## start Source passage

Hopefully readers of IBM’s papers won’t be mislead, and they’ll just look elsewhere for both the real facts as well as working products that actually deliver the price/performance advantage of EFDs today. And as of this writing, the only place to get EFDs in every class of commercial external storage array is where it all started – at EMC. Only here are EFDs already integrated into products and solutions that are benefitting literally hundreds of Symmetrix, CLARiiON and Celerra customers around the world.

fixin’ the facts

I know first hand that IBM is a big company (I used to work there), and I know how hard it is to coordinate across a mass of people. But to get simple facts wrong in a white paper – well, it just makes me wonder if the authors and reviewers actually took the time to research their paper before writing it.I found several factual inaccuracies in this paper, so in the interest of keeping us aligned on the facts, I’m offering several corrections. Maybe someone at IBM will see this and fix the paper (if they do, I’d appreciate a citation noting my contributions):

Page 3: Enterprise-class flash drives actually made their “appearance” in 2007, not 2008. As BarryW likes to harp, he actually blogged about the STEC ZeusIOPS drives that he had in his labs in September 2007. I trust BarryW wasn’t lying, so the paper’s authors are off by a year.

Page 9: Using multiple channels to parallelize writes inside an Enterprise-class Flash Drive not only benefits write performance, it also allows an EFD to deliver sustained READ performance at over 200MB/s (on the latest generation STEC ZeusIOPS drives). Without this fact, the last paragraph on this page might leave the reader to believe that EFDs are slower than the disk drives shown in the chart on Page 5.

Page 10: The Endurance paragraph asserts the SLC NAND has a WRITE endurance of 1 million cycles, when in fact typical SLC NAND components are rated at 100,000 WRITE cycles (and frequently exhibit better than 300,000 cycles). Likewise, I’ve never heard of MLC NAND being rated as high as 100,000 cycles, with 10,000 being typical.

Page 10: The last paragraph references a Flash SSD rated at 50K READs/sec and 17K WRITEs/sec with a 5-year rated lifecycle, and asserts that these drives are “new, and … will experience a learning curve that will improve reliability and price.” While that statement isn’t entirely inaccurate, the STEC ZeusIOPS is far from “new” – especially in terms of technology maturity cycles. In fact, ZeusIOPS is actually in it’s second generation, will millions of hours of production run-time under its belt. (OK yes, new to IBM, but that’s really irrelevant).

Page 11: One asserted application for Flash SSDs is database logs, but logs are typically 100% sequential WRITE. This sort of workload will see relatively little benefit from flash drives, and since disk drives can sustain similar write performance (especially if dedicated to the logs), using HDDs is probably more cost-effective. Positioning Flash for database logs is a common mistake, often made by people who have had no practical experience with the devices. My advice to most EFD prospects is to save money by using HDDs for the logs and put the frequently accessed index tables on the EFDs.

## end Source passage
## start Data entries

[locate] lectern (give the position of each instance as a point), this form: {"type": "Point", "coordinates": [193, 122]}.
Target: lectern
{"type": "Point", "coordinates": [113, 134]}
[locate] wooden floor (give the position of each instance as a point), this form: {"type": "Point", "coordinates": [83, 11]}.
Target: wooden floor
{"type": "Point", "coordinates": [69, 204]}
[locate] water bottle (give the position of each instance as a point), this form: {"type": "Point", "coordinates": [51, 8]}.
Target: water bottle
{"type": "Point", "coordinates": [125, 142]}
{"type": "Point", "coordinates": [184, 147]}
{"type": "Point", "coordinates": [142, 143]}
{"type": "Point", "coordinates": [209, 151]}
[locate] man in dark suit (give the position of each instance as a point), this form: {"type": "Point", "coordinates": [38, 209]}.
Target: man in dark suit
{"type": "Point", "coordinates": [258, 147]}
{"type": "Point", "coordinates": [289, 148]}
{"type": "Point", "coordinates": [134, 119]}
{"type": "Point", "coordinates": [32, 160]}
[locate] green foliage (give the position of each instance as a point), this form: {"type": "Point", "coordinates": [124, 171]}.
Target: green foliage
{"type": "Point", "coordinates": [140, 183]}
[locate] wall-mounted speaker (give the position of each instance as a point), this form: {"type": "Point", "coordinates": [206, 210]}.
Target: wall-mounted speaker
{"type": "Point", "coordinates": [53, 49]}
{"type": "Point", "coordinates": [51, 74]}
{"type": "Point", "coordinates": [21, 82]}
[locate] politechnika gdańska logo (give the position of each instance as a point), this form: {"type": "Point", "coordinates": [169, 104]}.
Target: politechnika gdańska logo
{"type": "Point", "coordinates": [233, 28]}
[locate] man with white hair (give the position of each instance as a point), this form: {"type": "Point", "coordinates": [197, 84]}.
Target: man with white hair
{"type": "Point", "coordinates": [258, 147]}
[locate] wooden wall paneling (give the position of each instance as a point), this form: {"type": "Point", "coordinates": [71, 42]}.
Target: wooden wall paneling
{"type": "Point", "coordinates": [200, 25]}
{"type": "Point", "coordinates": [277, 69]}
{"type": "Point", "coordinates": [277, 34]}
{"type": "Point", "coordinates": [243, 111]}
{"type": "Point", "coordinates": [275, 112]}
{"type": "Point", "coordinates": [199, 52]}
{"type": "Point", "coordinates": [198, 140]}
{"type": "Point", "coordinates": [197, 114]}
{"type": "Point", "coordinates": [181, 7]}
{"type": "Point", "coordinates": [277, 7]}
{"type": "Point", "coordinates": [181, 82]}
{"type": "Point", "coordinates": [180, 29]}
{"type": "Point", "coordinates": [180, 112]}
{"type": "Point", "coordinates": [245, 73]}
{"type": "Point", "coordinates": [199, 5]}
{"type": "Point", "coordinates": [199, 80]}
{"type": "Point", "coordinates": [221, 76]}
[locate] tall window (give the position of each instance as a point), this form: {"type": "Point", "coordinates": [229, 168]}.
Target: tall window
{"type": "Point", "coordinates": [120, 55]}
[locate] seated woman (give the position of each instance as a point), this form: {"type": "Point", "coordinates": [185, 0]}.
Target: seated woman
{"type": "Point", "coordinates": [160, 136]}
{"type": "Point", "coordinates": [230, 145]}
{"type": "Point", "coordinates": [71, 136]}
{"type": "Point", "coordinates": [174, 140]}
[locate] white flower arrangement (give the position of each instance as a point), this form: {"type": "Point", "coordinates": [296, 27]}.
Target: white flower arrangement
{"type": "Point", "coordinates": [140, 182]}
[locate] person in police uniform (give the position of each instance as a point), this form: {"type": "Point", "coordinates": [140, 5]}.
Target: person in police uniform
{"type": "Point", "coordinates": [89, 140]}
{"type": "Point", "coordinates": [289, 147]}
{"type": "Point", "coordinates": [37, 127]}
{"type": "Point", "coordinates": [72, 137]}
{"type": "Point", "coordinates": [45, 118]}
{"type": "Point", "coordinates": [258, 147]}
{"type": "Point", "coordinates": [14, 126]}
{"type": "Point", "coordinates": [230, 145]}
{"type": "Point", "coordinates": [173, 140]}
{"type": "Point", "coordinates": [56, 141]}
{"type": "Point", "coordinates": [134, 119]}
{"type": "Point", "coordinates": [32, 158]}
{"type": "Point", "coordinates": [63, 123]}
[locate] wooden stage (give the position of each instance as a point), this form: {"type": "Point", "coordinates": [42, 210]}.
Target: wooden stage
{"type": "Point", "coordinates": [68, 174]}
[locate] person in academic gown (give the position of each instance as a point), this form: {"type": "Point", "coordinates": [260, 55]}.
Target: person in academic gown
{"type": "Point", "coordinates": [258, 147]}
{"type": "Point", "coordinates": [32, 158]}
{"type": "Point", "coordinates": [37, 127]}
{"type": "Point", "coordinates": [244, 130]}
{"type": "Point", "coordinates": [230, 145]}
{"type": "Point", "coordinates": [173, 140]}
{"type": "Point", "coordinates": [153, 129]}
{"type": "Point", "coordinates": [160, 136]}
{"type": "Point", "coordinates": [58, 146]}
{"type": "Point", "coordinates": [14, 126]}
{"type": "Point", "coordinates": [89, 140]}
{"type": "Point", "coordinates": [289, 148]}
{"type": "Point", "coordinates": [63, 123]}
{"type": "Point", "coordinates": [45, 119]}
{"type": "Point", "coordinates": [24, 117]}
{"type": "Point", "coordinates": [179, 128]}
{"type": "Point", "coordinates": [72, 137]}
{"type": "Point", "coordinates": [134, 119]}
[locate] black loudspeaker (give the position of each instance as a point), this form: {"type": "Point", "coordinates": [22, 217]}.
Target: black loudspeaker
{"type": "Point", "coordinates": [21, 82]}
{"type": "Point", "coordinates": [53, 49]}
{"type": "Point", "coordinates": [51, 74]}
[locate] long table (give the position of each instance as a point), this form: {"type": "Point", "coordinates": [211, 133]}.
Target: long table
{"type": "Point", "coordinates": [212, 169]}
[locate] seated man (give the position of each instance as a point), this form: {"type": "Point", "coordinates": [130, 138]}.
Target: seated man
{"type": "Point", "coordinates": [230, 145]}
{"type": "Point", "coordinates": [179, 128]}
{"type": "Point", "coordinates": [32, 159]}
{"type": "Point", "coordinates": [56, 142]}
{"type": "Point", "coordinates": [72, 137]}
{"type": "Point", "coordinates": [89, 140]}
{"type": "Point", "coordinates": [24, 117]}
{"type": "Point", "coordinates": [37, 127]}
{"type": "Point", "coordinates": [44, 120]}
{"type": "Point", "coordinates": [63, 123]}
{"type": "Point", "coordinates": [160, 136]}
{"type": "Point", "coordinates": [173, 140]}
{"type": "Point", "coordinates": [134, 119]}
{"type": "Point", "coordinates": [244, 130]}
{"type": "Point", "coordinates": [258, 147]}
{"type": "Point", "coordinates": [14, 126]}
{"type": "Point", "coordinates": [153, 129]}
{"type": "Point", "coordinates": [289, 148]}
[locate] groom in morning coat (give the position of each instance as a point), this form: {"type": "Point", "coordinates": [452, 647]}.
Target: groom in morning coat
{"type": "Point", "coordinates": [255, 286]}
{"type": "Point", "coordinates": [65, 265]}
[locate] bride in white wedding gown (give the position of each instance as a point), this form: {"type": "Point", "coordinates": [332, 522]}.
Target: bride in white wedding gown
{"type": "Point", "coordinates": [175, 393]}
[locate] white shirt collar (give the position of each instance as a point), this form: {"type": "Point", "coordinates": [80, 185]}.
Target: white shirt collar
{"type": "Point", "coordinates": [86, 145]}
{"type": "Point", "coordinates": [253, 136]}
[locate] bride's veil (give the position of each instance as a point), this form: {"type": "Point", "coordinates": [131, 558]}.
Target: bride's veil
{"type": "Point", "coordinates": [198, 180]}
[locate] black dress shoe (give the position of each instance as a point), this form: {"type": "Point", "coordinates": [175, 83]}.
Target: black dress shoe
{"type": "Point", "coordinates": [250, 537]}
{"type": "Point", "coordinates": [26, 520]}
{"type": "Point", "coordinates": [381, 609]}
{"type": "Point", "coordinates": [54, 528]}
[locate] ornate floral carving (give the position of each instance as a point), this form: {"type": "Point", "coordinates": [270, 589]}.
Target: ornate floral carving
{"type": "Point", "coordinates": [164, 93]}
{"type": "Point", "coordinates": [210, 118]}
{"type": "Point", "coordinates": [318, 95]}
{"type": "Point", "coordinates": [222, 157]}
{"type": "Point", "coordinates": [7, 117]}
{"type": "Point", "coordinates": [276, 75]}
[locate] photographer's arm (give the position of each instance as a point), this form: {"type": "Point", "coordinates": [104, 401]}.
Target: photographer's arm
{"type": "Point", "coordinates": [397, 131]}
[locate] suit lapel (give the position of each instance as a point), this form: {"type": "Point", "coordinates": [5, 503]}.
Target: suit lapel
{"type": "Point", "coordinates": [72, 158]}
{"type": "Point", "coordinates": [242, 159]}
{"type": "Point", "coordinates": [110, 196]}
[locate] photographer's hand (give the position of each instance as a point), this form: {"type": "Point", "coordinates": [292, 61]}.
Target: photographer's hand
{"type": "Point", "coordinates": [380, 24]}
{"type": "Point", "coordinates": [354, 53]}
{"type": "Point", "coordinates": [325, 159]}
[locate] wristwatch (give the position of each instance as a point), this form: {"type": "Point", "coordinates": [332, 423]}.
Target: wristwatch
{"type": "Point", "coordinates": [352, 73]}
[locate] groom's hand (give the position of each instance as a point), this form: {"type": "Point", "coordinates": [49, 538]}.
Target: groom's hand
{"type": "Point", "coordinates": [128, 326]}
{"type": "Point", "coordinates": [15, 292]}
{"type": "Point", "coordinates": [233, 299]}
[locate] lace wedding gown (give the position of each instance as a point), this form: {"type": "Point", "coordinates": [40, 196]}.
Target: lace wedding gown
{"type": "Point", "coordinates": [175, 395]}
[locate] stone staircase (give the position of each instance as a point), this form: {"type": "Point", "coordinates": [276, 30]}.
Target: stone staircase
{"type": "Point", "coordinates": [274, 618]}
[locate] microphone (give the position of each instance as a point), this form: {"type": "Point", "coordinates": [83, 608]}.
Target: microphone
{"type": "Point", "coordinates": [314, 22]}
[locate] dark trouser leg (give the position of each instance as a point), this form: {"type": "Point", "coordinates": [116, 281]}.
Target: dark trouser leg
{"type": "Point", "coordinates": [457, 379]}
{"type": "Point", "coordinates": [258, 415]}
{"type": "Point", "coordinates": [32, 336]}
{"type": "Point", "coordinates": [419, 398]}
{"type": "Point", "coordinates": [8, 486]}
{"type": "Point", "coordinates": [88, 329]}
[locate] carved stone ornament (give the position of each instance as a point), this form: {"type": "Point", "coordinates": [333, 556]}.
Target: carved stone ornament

## end Data entries

### Work required
In the passage on enterprise flash drives, translate this sentence into Spanish: "I trust BarryW wasn’t lying, so the paper’s authors are off by a year." The items have no connection to the passage on enterprise flash drives.

### Expected answer
Confío en que BarryW no mentía, así que los autores del documento se equivocan por un año.